Supplied text
•••••

SV STX
Ketchikan to Seattle

Sept. 2, We are leaving Ketchikan today around 2 pm AK time heading for Prince Rupert, BC. Currently the sun is out! It should take us about 2 days to get there, so we should be there tomorrow, Wednesday, or at the latest, Thursday morning. We will leave Prince Rupert Friday morning to head to Seattle. We aren't sure if we will have cell phone or email coverage while in BC. If we don't, we will Sail Mail to family and Rory will update the Log section of our website. We still don't know if we are going to stay on the Inside Passage after Prince Rupert or head outside, but the way the weather has been behaving the Inside Passage is the most likely. Look to be arriving in the Seattle area around the 13th of September. Hope all is well with everyone.

Sept. 3, We are overnighting in Kah Shakes Cove, 30 miles southeast of Ketchikan. Just outside the cove is a reef that was full of seals sunning themselves, could not get too close for great photos but neat to see. It is absolutely beautiful here and being anchored out is what we have so missed. Took the dingy out and toured the cove and watched the tide go out and all of the clams squirting water from the beach, haven't seen that in years. You would never know that this cove is here as it is hidden behind two reefs which are about 150 feet apart that you have navigate between with a depth of 12'. Once inside there is lots of room and depth and you can breath easier. We will leave at mid-tide tomorrow around 6:30 a.m. for Prince Rupert so should easily squeak back through. Forecast is for rain, how unusual.

9/4/2008 UTC date 3:13 AM UTC time 9/3/2008 Pacific Time date 8:13 PM Pacific Time 54°19.22'N Latitude 130°19.19'W Longitude 211T Course 0.0 Speed

Arrived in Prince Rupert this evening at 5 pm AK time and are docked at the Prince Rupert Yacht Club. Prince Rupert is on Pacific Standard Time so we will have to change all our clocks, gps', watches, etc. So strange that last night anchored out was our last night in Alaska. We have now traveled 349 miles through the Inside Passage.

•••••

Entries from a dataset
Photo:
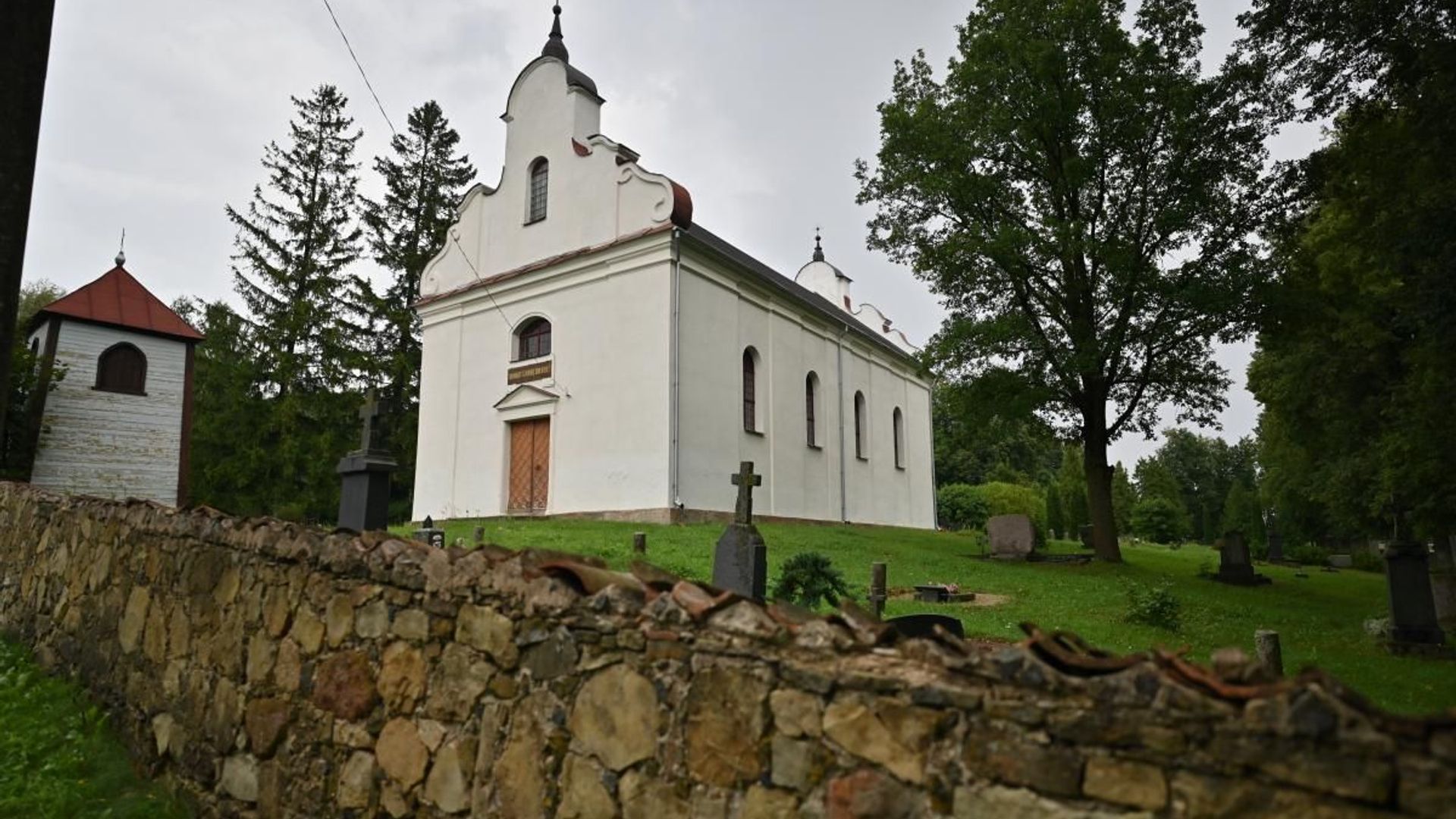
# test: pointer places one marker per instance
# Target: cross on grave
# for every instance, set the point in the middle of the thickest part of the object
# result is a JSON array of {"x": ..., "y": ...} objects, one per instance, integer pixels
[
  {"x": 746, "y": 482},
  {"x": 742, "y": 558},
  {"x": 370, "y": 436}
]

•••••

In the sailing log, why does the crew have to reset their clocks, GPS units, and watches after arriving in Prince Rupert?

Written response
Prince Rupert is on Pacific Standard Time, and the crew had been keeping Alaska time.